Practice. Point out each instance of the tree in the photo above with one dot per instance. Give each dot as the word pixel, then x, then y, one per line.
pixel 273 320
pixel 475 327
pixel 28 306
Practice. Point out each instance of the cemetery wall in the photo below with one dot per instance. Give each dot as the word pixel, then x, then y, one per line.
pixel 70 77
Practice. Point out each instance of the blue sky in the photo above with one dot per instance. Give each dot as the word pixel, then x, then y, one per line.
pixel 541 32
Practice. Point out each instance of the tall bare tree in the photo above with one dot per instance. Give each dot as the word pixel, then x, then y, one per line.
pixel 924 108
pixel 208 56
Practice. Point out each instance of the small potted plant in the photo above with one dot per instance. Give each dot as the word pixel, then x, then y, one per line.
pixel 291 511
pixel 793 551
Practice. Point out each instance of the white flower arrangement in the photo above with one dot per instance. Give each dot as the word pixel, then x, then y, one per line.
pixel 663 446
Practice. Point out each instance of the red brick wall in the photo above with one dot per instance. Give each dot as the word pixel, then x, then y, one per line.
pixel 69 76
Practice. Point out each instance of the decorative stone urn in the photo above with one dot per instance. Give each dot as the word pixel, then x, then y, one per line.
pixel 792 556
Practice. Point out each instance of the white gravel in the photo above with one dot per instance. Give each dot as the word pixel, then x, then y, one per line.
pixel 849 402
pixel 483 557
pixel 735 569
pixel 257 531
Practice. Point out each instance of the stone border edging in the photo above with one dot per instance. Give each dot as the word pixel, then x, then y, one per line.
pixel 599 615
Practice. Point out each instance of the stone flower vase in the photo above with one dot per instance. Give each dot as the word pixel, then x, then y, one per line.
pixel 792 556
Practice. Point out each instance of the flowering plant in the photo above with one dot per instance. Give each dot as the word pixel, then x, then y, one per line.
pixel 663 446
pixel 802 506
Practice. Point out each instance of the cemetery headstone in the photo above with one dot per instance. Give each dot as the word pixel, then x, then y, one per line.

▸ The exercise: Return all of the records above verbatim, in their original order and with their line breaks intact.

▸ Answer to this task:
Practice. Point out each instance of the tree in the photo above with one dot per instance. Give each dot as the word pixel, then x, then y, one per line.
pixel 273 320
pixel 475 327
pixel 28 306
Practice. Point out each instance of the cemetery wall in the photo below with one dot per instance. Give each dot as the word pixel, then x, then y, one per line.
pixel 70 77
Practice. Point out each instance of the blue sky in the photo above with one dot per instance. Give each dot as the word pixel, then x, then y, one per line.
pixel 541 32
Practice. Point out each instance of the tall bare tree in the photo above with one dot per instance. Give each dot as the word pixel, then x, then y, one per line.
pixel 924 108
pixel 208 56
Practice. Point out each instance of the small potted plant in the photo above with one dot per instance. Give each dot as the word pixel, then x, then y, one per line.
pixel 291 511
pixel 793 551
Practice. Point out each instance of the white flower arrangement in the photo above with one dot per instance. Give each dot as the word pixel, then x, then y, one per line.
pixel 663 446
Practice. Point out each instance of the red brick wall in the photo above with one dot per instance. Give each dot as the word pixel, then x, then y, one per line.
pixel 69 76
Practice. Point out each instance of the decorative stone urn in the photo above with one dot per instance. Give each dot as the word pixel, then x, then y, one per line.
pixel 792 556
Practice. Point out each instance of the white gravel in the photo above with one dot per instance. Give each dot as the word pixel, then x, then y, one per line.
pixel 849 402
pixel 483 557
pixel 735 569
pixel 257 531
Practice. Point out each instance of the stone border edging in the photo above with one dot per instance. Give each dot as the word pixel, then x, then y, one per line.
pixel 599 615
Practice. Point out each instance of the stone flower vase in the photo above with one dot per instance. Give each dot as the word pixel, then x, then y, one per line.
pixel 792 556
Practice. Point out each instance of the flowering plant in the photo above with one dot per instance. Give each dot as the word pixel, then x, then y, one per line.
pixel 663 446
pixel 802 506
Practice. Point out each instance of the cemetery headstone in the photo above with one dot per instance. Give each dot as the word pixel, then x, then y, one per line.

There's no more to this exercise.